** CHALLENGE **
Please count the lines in the records below that contain the word "white". Give only the number.

— BEGIN —

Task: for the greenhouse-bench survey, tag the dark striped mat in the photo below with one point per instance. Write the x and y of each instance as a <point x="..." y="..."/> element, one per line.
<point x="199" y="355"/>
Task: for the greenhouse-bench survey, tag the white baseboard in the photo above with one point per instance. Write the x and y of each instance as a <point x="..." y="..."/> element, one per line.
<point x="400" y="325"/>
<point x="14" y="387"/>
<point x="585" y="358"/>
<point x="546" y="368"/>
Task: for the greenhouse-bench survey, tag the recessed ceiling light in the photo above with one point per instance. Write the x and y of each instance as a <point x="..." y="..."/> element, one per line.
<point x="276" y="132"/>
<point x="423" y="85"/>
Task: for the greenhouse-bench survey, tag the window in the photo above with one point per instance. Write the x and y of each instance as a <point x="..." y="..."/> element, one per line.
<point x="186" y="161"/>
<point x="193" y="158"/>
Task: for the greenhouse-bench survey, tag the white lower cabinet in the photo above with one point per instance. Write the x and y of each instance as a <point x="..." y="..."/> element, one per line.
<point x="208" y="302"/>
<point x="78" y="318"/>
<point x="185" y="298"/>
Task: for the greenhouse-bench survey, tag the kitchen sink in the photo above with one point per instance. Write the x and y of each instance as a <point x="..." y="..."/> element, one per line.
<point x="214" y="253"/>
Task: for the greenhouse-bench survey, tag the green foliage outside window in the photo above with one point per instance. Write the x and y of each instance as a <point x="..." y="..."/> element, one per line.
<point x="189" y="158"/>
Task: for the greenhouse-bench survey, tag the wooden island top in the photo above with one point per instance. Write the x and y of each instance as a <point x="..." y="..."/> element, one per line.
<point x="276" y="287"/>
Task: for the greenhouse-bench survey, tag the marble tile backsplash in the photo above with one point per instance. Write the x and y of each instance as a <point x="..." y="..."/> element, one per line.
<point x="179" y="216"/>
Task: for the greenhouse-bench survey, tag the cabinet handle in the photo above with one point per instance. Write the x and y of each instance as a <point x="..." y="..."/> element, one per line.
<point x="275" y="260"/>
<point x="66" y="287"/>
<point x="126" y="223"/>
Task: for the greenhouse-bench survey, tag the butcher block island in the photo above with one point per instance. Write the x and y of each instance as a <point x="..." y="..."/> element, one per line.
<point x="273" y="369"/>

— END —
— BEGIN —

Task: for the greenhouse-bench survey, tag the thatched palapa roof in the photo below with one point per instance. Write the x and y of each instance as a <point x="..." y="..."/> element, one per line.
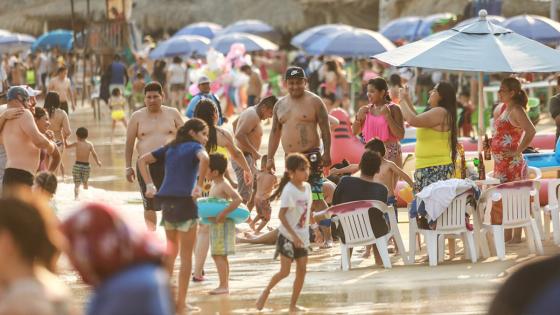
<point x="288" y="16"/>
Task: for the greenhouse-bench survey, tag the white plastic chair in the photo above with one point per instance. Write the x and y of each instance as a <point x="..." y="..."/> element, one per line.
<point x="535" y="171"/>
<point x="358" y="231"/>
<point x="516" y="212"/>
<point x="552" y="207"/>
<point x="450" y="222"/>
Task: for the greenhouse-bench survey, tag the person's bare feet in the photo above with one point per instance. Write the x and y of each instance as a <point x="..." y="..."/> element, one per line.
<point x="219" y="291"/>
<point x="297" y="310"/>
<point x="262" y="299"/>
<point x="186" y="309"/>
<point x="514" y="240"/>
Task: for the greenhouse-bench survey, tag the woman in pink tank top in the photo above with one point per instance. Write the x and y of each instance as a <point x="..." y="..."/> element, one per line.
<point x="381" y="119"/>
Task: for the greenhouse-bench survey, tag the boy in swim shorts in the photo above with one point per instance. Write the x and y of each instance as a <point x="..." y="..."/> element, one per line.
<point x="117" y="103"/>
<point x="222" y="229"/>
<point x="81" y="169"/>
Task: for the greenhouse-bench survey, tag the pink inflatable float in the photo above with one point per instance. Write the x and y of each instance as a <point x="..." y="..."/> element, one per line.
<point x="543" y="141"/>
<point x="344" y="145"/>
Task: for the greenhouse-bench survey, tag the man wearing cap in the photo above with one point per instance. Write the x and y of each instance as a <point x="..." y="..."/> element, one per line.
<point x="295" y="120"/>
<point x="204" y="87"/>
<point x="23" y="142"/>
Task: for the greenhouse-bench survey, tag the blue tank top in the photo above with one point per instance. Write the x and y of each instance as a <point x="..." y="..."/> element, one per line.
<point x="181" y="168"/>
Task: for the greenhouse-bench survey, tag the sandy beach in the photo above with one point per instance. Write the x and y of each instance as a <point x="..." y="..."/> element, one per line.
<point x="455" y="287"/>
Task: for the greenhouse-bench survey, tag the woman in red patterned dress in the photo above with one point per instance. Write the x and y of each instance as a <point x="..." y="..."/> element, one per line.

— END —

** OUTPUT FOR THIS TASK **
3